[AIM OF THE TASK] Your task is to write out exactly the lines from the line containing "of the printed" through the end of the records, inclusive at both ends.

[SUPPLIED INFORMATION]
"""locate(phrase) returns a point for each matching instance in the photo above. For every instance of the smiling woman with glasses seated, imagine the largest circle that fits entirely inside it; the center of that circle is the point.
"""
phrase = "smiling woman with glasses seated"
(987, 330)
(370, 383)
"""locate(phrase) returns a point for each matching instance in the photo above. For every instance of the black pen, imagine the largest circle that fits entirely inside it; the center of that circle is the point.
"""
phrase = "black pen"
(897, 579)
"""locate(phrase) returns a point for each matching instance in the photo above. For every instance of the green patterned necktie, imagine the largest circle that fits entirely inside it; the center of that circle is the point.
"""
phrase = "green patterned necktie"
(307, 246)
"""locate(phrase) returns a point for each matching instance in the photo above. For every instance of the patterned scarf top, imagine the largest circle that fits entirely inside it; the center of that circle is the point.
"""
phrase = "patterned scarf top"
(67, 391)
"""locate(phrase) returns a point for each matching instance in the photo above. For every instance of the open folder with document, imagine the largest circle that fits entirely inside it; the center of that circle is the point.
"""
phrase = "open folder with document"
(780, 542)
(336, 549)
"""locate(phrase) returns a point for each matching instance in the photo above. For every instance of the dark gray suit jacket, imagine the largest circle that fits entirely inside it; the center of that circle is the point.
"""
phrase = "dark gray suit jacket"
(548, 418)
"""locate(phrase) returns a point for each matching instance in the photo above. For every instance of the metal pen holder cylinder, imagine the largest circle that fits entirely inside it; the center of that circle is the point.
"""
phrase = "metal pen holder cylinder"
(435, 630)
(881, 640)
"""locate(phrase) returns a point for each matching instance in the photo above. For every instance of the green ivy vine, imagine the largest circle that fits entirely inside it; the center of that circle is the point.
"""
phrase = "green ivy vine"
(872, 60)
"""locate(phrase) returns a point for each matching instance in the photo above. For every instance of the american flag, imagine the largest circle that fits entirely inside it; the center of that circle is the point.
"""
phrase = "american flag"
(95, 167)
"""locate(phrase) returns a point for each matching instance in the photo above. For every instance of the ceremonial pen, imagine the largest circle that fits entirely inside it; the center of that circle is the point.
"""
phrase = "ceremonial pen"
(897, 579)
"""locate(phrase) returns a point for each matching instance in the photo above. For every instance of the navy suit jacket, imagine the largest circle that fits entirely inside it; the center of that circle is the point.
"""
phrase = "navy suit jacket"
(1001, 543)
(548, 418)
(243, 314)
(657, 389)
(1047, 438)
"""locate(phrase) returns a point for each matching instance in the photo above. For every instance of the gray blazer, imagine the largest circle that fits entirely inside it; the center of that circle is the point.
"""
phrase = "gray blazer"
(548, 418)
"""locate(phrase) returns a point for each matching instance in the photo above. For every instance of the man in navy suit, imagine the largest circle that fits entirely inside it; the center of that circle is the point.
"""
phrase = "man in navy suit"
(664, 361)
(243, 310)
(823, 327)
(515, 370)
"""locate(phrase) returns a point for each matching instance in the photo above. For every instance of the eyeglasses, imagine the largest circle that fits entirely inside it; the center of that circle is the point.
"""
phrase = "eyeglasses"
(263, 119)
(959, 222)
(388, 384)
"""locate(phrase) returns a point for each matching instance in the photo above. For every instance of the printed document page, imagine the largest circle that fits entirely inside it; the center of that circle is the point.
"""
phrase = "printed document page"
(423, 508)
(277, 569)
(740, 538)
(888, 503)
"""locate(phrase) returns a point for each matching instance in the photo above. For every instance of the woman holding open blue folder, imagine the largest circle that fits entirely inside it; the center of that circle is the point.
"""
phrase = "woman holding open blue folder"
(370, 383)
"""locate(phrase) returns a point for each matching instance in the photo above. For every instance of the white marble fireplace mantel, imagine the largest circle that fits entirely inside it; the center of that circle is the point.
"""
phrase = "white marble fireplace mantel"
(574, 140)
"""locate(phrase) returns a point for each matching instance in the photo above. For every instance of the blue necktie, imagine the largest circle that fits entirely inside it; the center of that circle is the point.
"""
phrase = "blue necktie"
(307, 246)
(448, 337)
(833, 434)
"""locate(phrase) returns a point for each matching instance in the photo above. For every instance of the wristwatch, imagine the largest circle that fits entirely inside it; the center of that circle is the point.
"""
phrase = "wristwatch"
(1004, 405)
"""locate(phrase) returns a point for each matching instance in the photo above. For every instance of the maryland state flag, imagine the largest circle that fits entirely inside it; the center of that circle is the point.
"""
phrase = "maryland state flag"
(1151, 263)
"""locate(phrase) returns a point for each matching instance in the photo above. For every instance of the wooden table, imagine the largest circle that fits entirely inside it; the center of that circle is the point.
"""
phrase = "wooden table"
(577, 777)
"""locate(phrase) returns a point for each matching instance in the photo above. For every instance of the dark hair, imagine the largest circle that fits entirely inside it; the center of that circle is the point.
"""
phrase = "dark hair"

[FINISHED ANSWER]
"""locate(phrase) returns a point for each matching instance in the photo above. For every instance of the printed document page, imagine the largest circle that fits entirely inside it; the center of that circle is the point.
"""
phrase = "printed document page"
(423, 508)
(277, 569)
(740, 538)
(888, 503)
"""locate(phrase) returns a point for each matching instance in the photo above. For every instance of the woman holding open blue folder, imagine the largest circle that fits entirely inside it; the center of that circle is the point.
"""
phrase = "woman holding open blue folder"
(370, 383)
"""locate(phrase) returns a point for each matching instance in the photo above. For every instance of the white marble fireplace mantel, imagine the largest circle that fits entirely inside it; the center of that circle is the point.
"""
phrase = "white marble fireplace mantel"
(574, 140)
"""locate(phrase) returns a point for each matching instance in the photo above. For every instance of the blue necktie, imagine the largest circle that fits entirely inside it; the center of that circle is the point.
"""
phrase = "blue necktie"
(307, 246)
(448, 337)
(833, 434)
"""locate(phrase) returns a point for each matching instance in the photo above. For every instance of the wristwatch, imagine the largest circle that fits entirely inside it; the center of that circle is the point.
"""
phrase = "wristwatch"
(1004, 405)
"""locate(phrase) returns a point for each matching instance in the photo above. For every instance of the maryland state flag, imagine the largest circle that fits entirely inside it; the center of that circle is the point.
"""
phrase = "maryland state flag"
(1151, 263)
"""locate(phrase) returns a point for each matching instance in the photo above. For every instance of the wooden table, imagine the largest circle that fits entirely inside it; the center of that circle is the point.
"""
phrase = "wooden table"
(577, 777)
"""locate(phrase) returns a point for each matching instance in the photo above. For every instance of the dark hair, imagine the largest circle that fits entirely inside it; the center of that circle is the point.
"""
phrase = "dark hair"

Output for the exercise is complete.